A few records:
* begin *

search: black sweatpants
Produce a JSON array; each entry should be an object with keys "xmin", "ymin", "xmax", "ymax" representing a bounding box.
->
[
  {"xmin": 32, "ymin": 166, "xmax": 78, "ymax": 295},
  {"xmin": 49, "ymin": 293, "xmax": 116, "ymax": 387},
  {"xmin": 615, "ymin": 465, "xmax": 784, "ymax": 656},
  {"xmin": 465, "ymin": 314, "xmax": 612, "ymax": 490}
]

* end *

Gather every line of the material above that contains the string "xmax", treating uppercase and lowercase letters as different.

Produce a JSON array; each entry should be an object with keys "xmin", "ymin", "xmax", "ymax" representing a bounding box.
  {"xmin": 32, "ymin": 166, "xmax": 78, "ymax": 295},
  {"xmin": 49, "ymin": 293, "xmax": 116, "ymax": 387},
  {"xmin": 615, "ymin": 465, "xmax": 784, "ymax": 656},
  {"xmin": 465, "ymin": 314, "xmax": 612, "ymax": 490}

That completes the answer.